▸ **Aim of the exercise**
Output the lines that follow exactly as they are.

▸ **Data supplied**
---+---
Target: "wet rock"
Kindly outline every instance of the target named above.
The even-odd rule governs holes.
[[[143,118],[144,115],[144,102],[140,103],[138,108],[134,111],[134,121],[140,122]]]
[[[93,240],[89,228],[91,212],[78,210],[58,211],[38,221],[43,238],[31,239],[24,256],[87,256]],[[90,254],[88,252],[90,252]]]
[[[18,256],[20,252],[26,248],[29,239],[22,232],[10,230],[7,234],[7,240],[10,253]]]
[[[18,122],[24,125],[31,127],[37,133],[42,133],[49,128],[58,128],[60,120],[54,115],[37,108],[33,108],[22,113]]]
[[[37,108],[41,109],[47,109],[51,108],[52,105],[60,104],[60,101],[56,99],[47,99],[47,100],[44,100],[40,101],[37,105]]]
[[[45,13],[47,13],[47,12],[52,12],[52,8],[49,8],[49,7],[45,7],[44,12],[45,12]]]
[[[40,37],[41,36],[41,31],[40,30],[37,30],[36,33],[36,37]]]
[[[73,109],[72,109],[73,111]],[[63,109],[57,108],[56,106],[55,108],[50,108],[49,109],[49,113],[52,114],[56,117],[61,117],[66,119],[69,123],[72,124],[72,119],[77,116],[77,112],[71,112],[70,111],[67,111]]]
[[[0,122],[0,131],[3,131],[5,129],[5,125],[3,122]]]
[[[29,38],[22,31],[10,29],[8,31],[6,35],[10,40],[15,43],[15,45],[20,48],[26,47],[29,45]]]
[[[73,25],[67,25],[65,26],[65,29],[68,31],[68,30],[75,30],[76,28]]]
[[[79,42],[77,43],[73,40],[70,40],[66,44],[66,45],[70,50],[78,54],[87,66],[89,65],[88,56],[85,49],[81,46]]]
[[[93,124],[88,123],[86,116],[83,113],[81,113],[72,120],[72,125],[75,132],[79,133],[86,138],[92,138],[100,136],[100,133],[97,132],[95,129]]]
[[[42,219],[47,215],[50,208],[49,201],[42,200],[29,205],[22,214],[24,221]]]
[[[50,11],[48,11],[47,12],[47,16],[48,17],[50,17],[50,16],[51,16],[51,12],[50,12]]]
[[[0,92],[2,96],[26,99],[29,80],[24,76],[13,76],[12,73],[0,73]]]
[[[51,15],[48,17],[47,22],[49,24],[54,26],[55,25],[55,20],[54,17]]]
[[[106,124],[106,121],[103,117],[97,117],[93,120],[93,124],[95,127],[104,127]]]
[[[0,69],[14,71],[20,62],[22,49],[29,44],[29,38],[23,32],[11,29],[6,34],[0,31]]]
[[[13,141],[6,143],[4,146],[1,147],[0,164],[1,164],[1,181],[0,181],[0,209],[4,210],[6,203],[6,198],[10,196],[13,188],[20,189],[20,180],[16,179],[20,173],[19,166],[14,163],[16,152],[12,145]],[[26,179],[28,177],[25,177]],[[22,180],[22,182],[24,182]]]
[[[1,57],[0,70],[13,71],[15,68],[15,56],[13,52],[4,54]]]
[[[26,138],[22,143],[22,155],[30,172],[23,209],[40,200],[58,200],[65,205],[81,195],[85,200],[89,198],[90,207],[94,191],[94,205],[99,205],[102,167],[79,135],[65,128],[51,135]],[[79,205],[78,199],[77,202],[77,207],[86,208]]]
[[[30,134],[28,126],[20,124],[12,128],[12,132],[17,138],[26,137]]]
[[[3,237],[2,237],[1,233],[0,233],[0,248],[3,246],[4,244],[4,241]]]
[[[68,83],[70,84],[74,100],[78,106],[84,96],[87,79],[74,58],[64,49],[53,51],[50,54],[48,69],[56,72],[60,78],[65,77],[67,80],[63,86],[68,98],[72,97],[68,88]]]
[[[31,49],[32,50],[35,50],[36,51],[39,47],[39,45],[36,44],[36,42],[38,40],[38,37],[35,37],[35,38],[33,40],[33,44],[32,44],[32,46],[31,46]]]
---+---
▸ **Result**
Target: "wet rock"
Kindly outline every instance of the target named above.
The even-odd rule governs holes.
[[[143,118],[144,115],[144,102],[140,103],[138,108],[134,111],[134,121],[140,122]]]
[[[93,240],[89,228],[91,212],[78,210],[58,211],[38,221],[43,238],[31,239],[24,256],[87,256]],[[90,254],[88,252],[90,252]]]
[[[18,256],[20,252],[26,248],[29,239],[22,232],[10,230],[7,234],[7,240],[10,253]]]
[[[18,122],[24,125],[31,127],[37,133],[42,133],[49,128],[58,128],[60,120],[54,115],[37,108],[33,108],[22,113]]]
[[[37,108],[41,109],[47,109],[51,108],[52,105],[60,104],[60,101],[56,99],[47,99],[47,100],[44,100],[40,101],[37,105]]]
[[[45,13],[47,13],[47,12],[52,12],[52,8],[49,8],[49,7],[45,7],[44,12],[45,12]]]
[[[40,37],[41,36],[41,31],[40,30],[37,30],[36,33],[36,37]]]
[[[73,109],[72,109],[73,111]],[[63,109],[57,108],[56,106],[55,108],[50,108],[49,109],[49,113],[52,114],[56,117],[61,117],[66,119],[69,123],[72,124],[72,119],[77,116],[77,112],[71,112],[70,111],[67,111]]]
[[[0,122],[0,131],[3,131],[5,129],[5,125],[3,122]]]
[[[29,38],[22,31],[10,29],[8,31],[6,35],[10,40],[15,43],[15,45],[20,48],[26,47],[29,45]]]
[[[73,25],[67,25],[65,26],[65,29],[68,31],[68,30],[75,30],[76,28]]]
[[[79,42],[77,43],[73,40],[70,40],[66,44],[66,45],[70,50],[78,54],[87,66],[89,65],[88,56],[85,49],[81,46]]]
[[[93,124],[88,123],[86,116],[83,113],[81,113],[72,120],[72,125],[75,132],[79,133],[86,138],[92,138],[100,136],[100,133],[97,132],[95,129]]]
[[[42,219],[47,215],[50,208],[49,201],[42,200],[29,205],[22,214],[24,221]]]
[[[50,11],[48,11],[47,12],[47,16],[48,17],[50,17],[50,16],[51,16],[51,12],[50,12]]]
[[[0,92],[2,96],[26,99],[29,80],[24,76],[13,76],[12,73],[0,73]]]
[[[51,15],[48,17],[47,22],[49,24],[54,26],[55,25],[55,20],[54,17]]]
[[[106,124],[106,121],[103,117],[97,117],[93,120],[93,124],[95,127],[104,127]]]
[[[0,69],[14,71],[20,62],[22,49],[29,44],[29,38],[23,32],[11,29],[6,34],[0,31]]]
[[[13,141],[6,143],[4,146],[1,147],[0,164],[1,164],[1,181],[0,181],[0,209],[4,210],[6,203],[6,198],[10,196],[13,188],[20,189],[20,180],[16,179],[20,173],[19,166],[14,163],[16,152],[12,145]],[[26,179],[28,177],[25,177]],[[22,180],[22,182],[24,182]]]
[[[1,57],[0,70],[13,71],[15,68],[15,56],[13,52],[4,54]]]
[[[26,138],[22,143],[22,155],[30,172],[23,209],[40,200],[58,200],[65,205],[81,195],[85,200],[89,198],[90,207],[94,191],[94,205],[99,205],[102,167],[79,135],[65,128],[51,135]],[[79,205],[78,199],[77,202],[77,207],[86,208]]]
[[[30,134],[28,126],[20,124],[12,128],[12,132],[17,138],[26,137]]]
[[[3,237],[2,237],[1,233],[0,233],[0,248],[3,246],[4,244],[4,241]]]
[[[68,83],[70,84],[74,100],[78,106],[84,96],[87,79],[74,58],[64,49],[53,51],[50,54],[48,69],[56,72],[60,78],[65,77],[67,80],[63,86],[68,98],[72,97],[68,88]]]
[[[31,49],[32,50],[35,50],[36,51],[39,47],[39,45],[36,44],[36,42],[38,40],[38,37],[35,37],[35,38],[33,40],[33,44],[32,44],[32,46],[31,46]]]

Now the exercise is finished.